**Task to complete**
Present the following entries again, word for word and in full.
==*==
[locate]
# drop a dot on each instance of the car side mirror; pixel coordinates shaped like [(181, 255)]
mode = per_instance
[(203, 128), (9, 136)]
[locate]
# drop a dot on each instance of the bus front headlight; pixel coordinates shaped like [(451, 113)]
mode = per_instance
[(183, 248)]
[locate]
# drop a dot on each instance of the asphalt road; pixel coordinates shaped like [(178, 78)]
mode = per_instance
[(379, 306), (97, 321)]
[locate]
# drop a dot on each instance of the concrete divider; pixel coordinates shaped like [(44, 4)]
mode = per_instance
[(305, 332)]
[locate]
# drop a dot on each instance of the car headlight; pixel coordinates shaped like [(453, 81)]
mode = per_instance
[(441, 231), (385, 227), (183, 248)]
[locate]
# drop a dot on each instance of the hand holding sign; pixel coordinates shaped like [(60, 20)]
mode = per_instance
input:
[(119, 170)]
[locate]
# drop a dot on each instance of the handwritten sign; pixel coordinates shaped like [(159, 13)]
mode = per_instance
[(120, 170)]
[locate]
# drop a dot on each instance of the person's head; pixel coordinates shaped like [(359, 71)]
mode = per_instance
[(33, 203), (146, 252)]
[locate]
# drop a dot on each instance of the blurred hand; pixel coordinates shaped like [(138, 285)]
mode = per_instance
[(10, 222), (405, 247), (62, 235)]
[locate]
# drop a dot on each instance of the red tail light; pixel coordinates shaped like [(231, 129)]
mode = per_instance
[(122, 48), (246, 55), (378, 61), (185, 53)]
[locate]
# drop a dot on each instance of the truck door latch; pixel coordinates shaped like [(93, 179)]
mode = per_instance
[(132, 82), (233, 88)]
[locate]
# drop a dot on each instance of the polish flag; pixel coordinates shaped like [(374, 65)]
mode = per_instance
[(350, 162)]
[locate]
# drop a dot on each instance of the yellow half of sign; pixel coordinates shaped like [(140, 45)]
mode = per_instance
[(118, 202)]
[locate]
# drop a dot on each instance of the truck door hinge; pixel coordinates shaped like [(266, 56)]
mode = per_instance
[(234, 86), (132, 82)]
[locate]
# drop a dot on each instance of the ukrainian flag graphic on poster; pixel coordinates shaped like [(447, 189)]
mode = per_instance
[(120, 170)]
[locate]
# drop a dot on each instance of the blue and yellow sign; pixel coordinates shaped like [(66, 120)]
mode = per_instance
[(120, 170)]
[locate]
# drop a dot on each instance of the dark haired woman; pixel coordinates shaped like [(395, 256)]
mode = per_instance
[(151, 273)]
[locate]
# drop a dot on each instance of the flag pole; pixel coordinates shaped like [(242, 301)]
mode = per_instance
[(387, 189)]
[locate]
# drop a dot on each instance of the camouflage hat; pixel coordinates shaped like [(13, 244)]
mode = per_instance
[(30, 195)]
==*==
**Solved problem**
[locate]
# drop a dot on each instance of the car side mirror; pixel coordinates shaped like [(181, 255)]
mode = per_instance
[(203, 128), (9, 136)]
[locate]
# drop a dot on each instance of the bus front headlight; pixel coordinates shaped like [(451, 113)]
mode = per_instance
[(183, 248)]
[locate]
# drop a dot on each instance of the asphalt road; pixel coordinates shaped like [(178, 78)]
mode = per_instance
[(379, 306), (97, 321)]
[locate]
# drop a dot on each instance of the concrete divider; pixel coordinates shaped like [(44, 4)]
mode = per_instance
[(305, 332)]
[locate]
# drop a dot on each instance of the car headlight; pixel coordinates shaped like [(453, 81)]
mode = per_instance
[(441, 231), (385, 227), (183, 248)]
[locate]
# drop a dot on each instance of the hand holding sign; pixel coordinates shaped like [(60, 20)]
mode = per_instance
input:
[(119, 170)]
[locate]
# drop a dot on each instance of the handwritten sign; pixel coordinates shaped like [(159, 13)]
mode = per_instance
[(120, 170)]
[locate]
# drop a dot on each instance of the person's head; pixel coordinates shaped like [(359, 71)]
mode = per_instance
[(33, 203), (146, 252)]
[locate]
# drop a dot on each instance of the blurred hand; pixel coordinates shaped like [(138, 285)]
mode = per_instance
[(10, 222), (405, 247), (62, 235)]
[locate]
# drop a dot on each instance of the red tail light; pixel coordinates shaped like [(231, 129)]
mode = per_instance
[(122, 48), (246, 55), (378, 61), (185, 53)]
[locate]
# drop a dot on each instance of the truck door latch; pixel coordinates shaped like [(93, 179)]
mode = per_instance
[(132, 82), (233, 88)]
[locate]
# drop a dot on each instance of the polish flag; pixel coordinates shaped like [(374, 65)]
mode = per_instance
[(350, 162)]
[locate]
# drop a dot on each instance of the yellow half of sign; pixel coordinates shaped like [(140, 45)]
mode = per_instance
[(118, 202)]
[locate]
# drop a dot on each instance of the truck door hinge; pixel coordinates shaped like [(266, 56)]
mode = per_instance
[(234, 86), (132, 82)]
[locate]
# drop a dot on each instance of the ukrainian flag graphic on poster; pixel coordinates shaped like [(447, 189)]
mode = per_instance
[(120, 170)]
[locate]
# drop a dot on each instance of the blue and yellow sign; pixel coordinates shaped like [(66, 120)]
mode = per_instance
[(120, 170)]
[locate]
# drop a dot on each instance of the dark haired woman; pixel coordinates shaped like [(395, 256)]
mode = per_instance
[(151, 273)]
[locate]
# drop a dot on each instance of the flag pole; pixel coordinates shaped like [(242, 301)]
mode = per_instance
[(387, 189)]
[locate]
# drop a dot on each instance of the camouflage hat; pixel coordinates shaped like [(13, 244)]
mode = per_instance
[(30, 195)]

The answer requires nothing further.